__DIRECTIONS FOR THIS TASK__. Copy out the records precisely, omitting pictures.

_ _ _ _

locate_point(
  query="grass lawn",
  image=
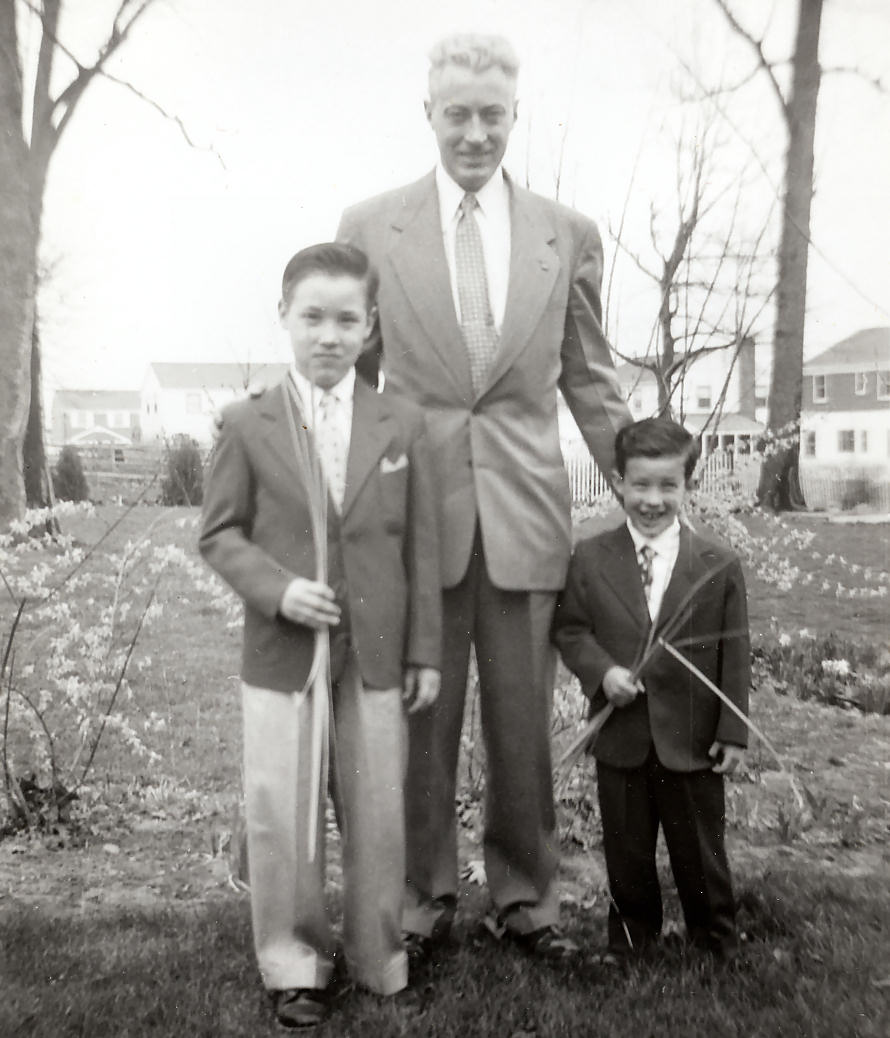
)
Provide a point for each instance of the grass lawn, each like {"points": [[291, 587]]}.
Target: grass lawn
{"points": [[130, 925]]}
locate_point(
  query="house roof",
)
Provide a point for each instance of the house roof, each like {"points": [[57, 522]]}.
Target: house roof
{"points": [[97, 400], [867, 350], [197, 376]]}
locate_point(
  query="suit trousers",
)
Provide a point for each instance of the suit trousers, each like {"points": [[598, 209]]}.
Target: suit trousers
{"points": [[292, 933], [510, 631], [690, 809]]}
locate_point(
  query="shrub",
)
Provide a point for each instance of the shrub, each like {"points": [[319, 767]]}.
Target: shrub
{"points": [[184, 480], [69, 481]]}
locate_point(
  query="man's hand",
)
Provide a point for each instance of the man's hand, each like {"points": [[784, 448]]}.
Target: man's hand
{"points": [[620, 687], [421, 687], [727, 757], [309, 602]]}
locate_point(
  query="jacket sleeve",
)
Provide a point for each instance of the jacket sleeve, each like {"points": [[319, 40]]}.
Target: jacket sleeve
{"points": [[572, 631], [423, 642], [588, 380], [734, 658], [226, 522]]}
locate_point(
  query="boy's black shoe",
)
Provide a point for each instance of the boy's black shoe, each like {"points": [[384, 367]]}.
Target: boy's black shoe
{"points": [[300, 1007]]}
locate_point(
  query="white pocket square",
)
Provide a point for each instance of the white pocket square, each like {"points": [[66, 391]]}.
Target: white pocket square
{"points": [[393, 466]]}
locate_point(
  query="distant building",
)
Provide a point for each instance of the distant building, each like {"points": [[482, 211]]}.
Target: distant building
{"points": [[183, 399], [719, 389], [845, 406], [88, 416]]}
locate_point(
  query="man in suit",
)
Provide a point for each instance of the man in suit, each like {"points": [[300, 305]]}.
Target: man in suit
{"points": [[664, 750], [380, 603], [488, 301]]}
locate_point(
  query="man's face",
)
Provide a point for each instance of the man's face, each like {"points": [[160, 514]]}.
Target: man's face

_ _ _ _

__SOLUTION TO THIS TASK__.
locate_point(
  query="grass lawn",
  image=
)
Provide a point for each instance of the grass lawn, each like {"points": [[291, 587]]}.
Target: grass lawn
{"points": [[130, 925]]}
locate_point(
  query="house roof",
)
Provide a point for each instance of the house roof, each like {"points": [[57, 522]]}.
Target: house roof
{"points": [[97, 400], [867, 350], [197, 376]]}
locate_point(
  query="suit trousers",
)
Provide a point for each instance of the suit trousers, each like {"points": [[598, 209]]}.
Target: suit trousers
{"points": [[292, 933], [510, 631], [690, 809]]}
locate_point(
  query="shrub",
)
Provide a point for each instance of the shrub, each like {"points": [[319, 767]]}.
Target: shrub
{"points": [[184, 480], [69, 481]]}
locate_point(
  query="man's hand",
)
Provide a point for each instance of the man's hand, each like {"points": [[784, 448]]}.
Target: man's hand
{"points": [[620, 687], [421, 687], [727, 757], [309, 602]]}
locate_point(
  query="jacket sleeve",
)
Provide a point for each instance of the jacket sleeve, each like {"points": [[319, 40]]}.
Target: jacket sleeve
{"points": [[572, 631], [423, 642], [588, 380], [734, 658], [226, 522]]}
locate_point(
  query="boy's black shoe",
)
Provide a point for each instance of the boy's black shoe, each like {"points": [[384, 367]]}.
Target: boy's black shoe
{"points": [[300, 1007]]}
locate_point(
  query="white pocket square",
)
Provide a point for each instance of the white pocket square, each like {"points": [[66, 391]]}.
Target: white pocket square
{"points": [[393, 466]]}
locate_point(
  query="distant building",
)
Provide a point for each instance of the distant building, each like {"points": [[482, 211]]}.
Target: distant building
{"points": [[183, 399], [719, 389], [845, 406], [88, 416]]}
locate_point(
  query="man in suit",
)
Provide a point for each instance of the man in suit, each like {"points": [[300, 305]]}.
Target: man in suit
{"points": [[664, 750], [380, 603], [488, 301]]}
locate_point(
  query="man's face",
)
Provide a point for each instance of the man's face, each like {"points": [[160, 514]]}.
Target: man's face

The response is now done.